### Data lines
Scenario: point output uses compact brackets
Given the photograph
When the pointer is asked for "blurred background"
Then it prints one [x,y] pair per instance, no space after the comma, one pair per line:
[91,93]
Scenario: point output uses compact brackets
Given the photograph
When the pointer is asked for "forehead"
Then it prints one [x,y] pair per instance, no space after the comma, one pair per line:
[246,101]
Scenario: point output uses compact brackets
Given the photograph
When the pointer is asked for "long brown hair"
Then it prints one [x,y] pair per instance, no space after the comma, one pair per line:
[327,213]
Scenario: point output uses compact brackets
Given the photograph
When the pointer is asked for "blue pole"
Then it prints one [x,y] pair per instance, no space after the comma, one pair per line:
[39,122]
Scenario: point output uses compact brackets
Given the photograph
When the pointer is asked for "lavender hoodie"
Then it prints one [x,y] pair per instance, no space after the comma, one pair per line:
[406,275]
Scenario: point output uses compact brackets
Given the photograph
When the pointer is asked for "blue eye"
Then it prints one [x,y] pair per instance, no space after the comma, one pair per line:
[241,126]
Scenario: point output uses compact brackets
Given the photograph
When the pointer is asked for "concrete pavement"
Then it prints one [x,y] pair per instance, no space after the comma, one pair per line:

### Set problem
Write out all the material above again, requests included, but scale each point coordinate in the answers by 0.2 and round to the nearest whole number, with halves rounding up.

### Task solution
Scenario: point output uses compact brackets
Given the photograph
When the pointer is asked for "blurred background"
Then it prints one [x,y] pair per instance, no space after the comma, one pair per line:
[18,19]
Scenario: point output uses compact brackets
Given the photograph
When the pointer is asked for "forehead"
Then it prints one [x,y] pair per instance, no space after the comma, one pair per line:
[49,20]
Scenario: point output uses compact brackets
Given the photograph
When the pointer is asked for "long brown hair"
Then it prints one [x,y] pair per instance, no space after the comma, one pair per line:
[65,43]
Scenario: point output uses compact brackets
Given the photograph
When the pointer is asked for "blue pole"
Then it prints one [x,y] pair per instance, no space after the comma, one pair per line:
[8,24]
Scenario: point output uses compact brackets
Given the photograph
When the pointer is asked for "lavender hoodie"
Then it prints one [x,y] pair per instance, no space after the comma, one pair per line:
[81,55]
Scenario: point output uses compact brackets
Given the photograph
When the pointer is asked for "blue eye"
Then it prints one [x,y] pair per instance, no space after the comma, one pair per line:
[48,25]
Scenario: point output uses compact brackets
Given the photograph
When the pointer is asked for "concrete pavement"
Then it prints one [x,y] pair per instance, no space after the comma, one pair per line:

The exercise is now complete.